DATASET CONTENT:
*-*-*
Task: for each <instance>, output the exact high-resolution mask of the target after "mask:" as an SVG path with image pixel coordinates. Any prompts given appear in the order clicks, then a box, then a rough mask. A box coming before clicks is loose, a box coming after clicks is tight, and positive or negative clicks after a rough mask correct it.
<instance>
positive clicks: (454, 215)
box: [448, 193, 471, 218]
*-*-*
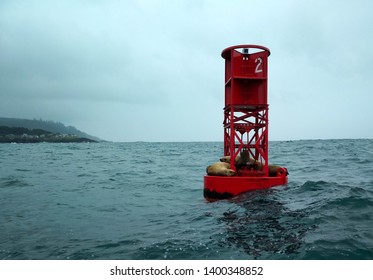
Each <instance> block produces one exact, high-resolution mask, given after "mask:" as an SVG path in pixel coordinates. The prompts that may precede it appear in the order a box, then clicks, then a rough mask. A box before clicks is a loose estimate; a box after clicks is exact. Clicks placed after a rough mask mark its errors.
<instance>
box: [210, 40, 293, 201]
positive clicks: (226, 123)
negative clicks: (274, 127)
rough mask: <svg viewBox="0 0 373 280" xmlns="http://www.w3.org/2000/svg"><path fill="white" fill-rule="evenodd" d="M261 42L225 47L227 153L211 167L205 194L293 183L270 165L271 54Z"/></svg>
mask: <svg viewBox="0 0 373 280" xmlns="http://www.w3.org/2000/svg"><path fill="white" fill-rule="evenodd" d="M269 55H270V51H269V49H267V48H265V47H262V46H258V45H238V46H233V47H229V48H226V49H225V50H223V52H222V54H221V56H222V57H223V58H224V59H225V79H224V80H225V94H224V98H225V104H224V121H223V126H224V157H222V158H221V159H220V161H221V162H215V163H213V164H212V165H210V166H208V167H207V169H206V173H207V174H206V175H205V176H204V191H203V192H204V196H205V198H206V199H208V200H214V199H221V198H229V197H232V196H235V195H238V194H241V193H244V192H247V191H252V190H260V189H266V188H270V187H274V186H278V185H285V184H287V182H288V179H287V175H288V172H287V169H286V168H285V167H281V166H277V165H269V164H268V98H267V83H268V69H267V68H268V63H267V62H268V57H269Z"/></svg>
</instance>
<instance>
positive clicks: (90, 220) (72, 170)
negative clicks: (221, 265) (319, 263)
*-*-*
WORK ITEM: What is asked for is an exact copy of the lines above from the one containing "rough mask: <svg" through the one containing "positive clicks: (90, 220) (72, 170)", and only those.

WRITTEN ANSWER:
rough mask: <svg viewBox="0 0 373 280" xmlns="http://www.w3.org/2000/svg"><path fill="white" fill-rule="evenodd" d="M261 42L225 47L227 153L211 167L205 194L293 183L270 165L271 54Z"/></svg>
mask: <svg viewBox="0 0 373 280" xmlns="http://www.w3.org/2000/svg"><path fill="white" fill-rule="evenodd" d="M269 55H270V51H269V49H267V48H265V47H262V46H258V45H238V46H233V47H229V48H226V49H225V50H223V52H222V54H221V56H222V57H223V58H224V59H225V79H224V80H225V94H224V98H225V104H224V121H223V126H224V157H222V158H221V159H220V161H221V162H215V163H213V164H212V165H210V166H208V167H207V169H206V173H207V174H206V175H205V176H204V191H203V192H204V196H205V198H206V199H208V200H214V199H221V198H229V197H232V196H235V195H238V194H241V193H244V192H247V191H252V190H260V189H266V188H270V187H274V186H278V185H285V184H287V182H288V179H287V175H288V172H287V169H286V168H285V167H281V166H277V165H269V164H268V98H267V83H268V69H267V68H268V63H267V62H268V57H269Z"/></svg>
</instance>
<instance>
positive clicks: (90, 220) (72, 170)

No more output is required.